* Objetivo A:
Transcreva fielmente as linhas das entradas, da linha que contém "Output form: <point>491,629</point>" até o final das entradas, incluindo as duas pontas.

* Trecho original:
============================================================

E eu, que sei menos que ela e que o contador, já não tenho o que dizer porque a simples menção das palavras “contador” e “imposto” me fez começar a pensar no Corinthians e no jogo de domingo. “Me diz, é possível? Você viu o e-mail dele que te encaminhei ontem, né? Te pedi para ler e me ajudar a pensar o que vamos fazer, você leu? Eu acho que devemos mudar de contador porque não é a primeira vez que acontece isso. Sei lá também. No fundo ele é bom e precisa do emprego… No que você está pensando? Você leu o e-mail? O que acha?” Eu, com leves palpitações, digo que acho que ela está certa, mas que queria mesmo era saber do Carlinhos. É um movimento de risco pressionar pelo fim da história, mas já não me resta outra alternativa por motivos de: 1) estou quase tendo meu talento de deixar para amanhã o que poderia ter feito hoje novamente exposto e 2) eu já tinha perdido o fio da meada.

============================================================

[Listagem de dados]
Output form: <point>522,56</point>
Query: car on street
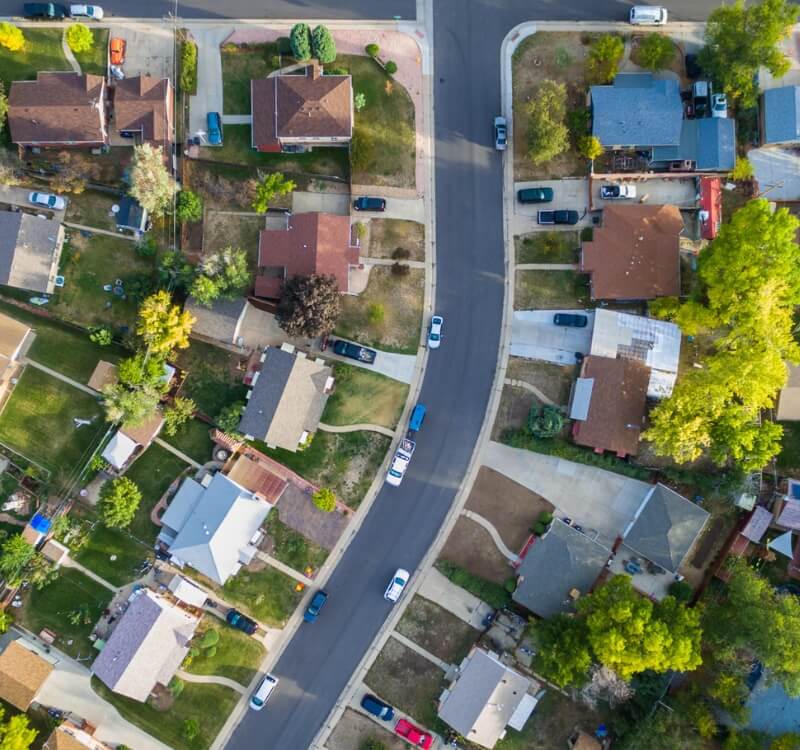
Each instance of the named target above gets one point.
<point>413,735</point>
<point>364,203</point>
<point>435,332</point>
<point>377,707</point>
<point>48,200</point>
<point>354,351</point>
<point>570,320</point>
<point>315,607</point>
<point>214,127</point>
<point>500,133</point>
<point>557,217</point>
<point>396,585</point>
<point>237,620</point>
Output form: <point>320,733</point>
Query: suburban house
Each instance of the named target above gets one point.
<point>58,110</point>
<point>654,343</point>
<point>484,698</point>
<point>146,647</point>
<point>286,398</point>
<point>635,254</point>
<point>295,112</point>
<point>30,248</point>
<point>608,404</point>
<point>558,568</point>
<point>213,526</point>
<point>22,674</point>
<point>312,243</point>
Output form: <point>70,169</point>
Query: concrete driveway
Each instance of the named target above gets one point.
<point>535,336</point>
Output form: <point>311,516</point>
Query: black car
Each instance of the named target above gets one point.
<point>354,351</point>
<point>236,619</point>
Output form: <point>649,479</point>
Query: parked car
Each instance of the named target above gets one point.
<point>617,192</point>
<point>48,200</point>
<point>377,707</point>
<point>316,605</point>
<point>396,585</point>
<point>214,127</point>
<point>354,351</point>
<point>557,217</point>
<point>413,735</point>
<point>500,133</point>
<point>435,332</point>
<point>236,619</point>
<point>571,320</point>
<point>116,50</point>
<point>369,204</point>
<point>535,195</point>
<point>94,12</point>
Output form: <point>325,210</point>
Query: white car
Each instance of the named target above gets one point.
<point>86,11</point>
<point>48,200</point>
<point>435,332</point>
<point>396,585</point>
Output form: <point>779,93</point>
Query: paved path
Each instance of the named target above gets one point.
<point>496,538</point>
<point>356,427</point>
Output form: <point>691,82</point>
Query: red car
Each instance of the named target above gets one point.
<point>413,735</point>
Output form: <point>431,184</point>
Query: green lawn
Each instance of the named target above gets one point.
<point>71,593</point>
<point>208,705</point>
<point>37,422</point>
<point>361,396</point>
<point>238,656</point>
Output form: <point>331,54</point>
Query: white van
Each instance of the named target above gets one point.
<point>648,15</point>
<point>263,692</point>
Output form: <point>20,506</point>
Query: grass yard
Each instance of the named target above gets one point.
<point>551,290</point>
<point>208,705</point>
<point>361,396</point>
<point>346,462</point>
<point>72,592</point>
<point>548,247</point>
<point>238,656</point>
<point>388,313</point>
<point>37,422</point>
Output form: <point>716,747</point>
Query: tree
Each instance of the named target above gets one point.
<point>162,325</point>
<point>270,187</point>
<point>656,51</point>
<point>119,500</point>
<point>151,183</point>
<point>11,37</point>
<point>740,40</point>
<point>300,41</point>
<point>189,207</point>
<point>322,45</point>
<point>548,135</point>
<point>80,38</point>
<point>309,306</point>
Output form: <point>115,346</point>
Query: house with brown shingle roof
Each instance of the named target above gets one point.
<point>301,110</point>
<point>58,110</point>
<point>22,674</point>
<point>635,254</point>
<point>312,243</point>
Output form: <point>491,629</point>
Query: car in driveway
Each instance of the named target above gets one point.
<point>413,735</point>
<point>48,200</point>
<point>557,217</point>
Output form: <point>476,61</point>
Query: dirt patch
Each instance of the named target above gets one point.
<point>469,546</point>
<point>437,631</point>
<point>511,508</point>
<point>354,729</point>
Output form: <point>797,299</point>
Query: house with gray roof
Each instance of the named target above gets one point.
<point>558,568</point>
<point>147,646</point>
<point>286,398</point>
<point>214,526</point>
<point>30,248</point>
<point>484,698</point>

============================================================

* Objetivo B:
No trecho original, em que quem narra começa a pensar ao ouvir as palavras “contador” e “imposto”?

* Resposta desenvolvida A:
Output form: <point>491,629</point>
Query: car in driveway
Each instance of the named target above gets one point.
<point>413,735</point>
<point>48,200</point>
<point>557,217</point>
Output form: <point>476,61</point>
Query: dirt patch
Each instance of the named target above gets one point.
<point>469,546</point>
<point>437,631</point>
<point>511,508</point>
<point>354,729</point>
Output form: <point>797,299</point>
Query: house with gray roof
Each instance of the named target above gets one point.
<point>558,568</point>
<point>147,646</point>
<point>286,398</point>
<point>214,526</point>
<point>30,248</point>
<point>484,698</point>

* Resposta desenvolvida B:
No Corinthians e no jogo de domingo.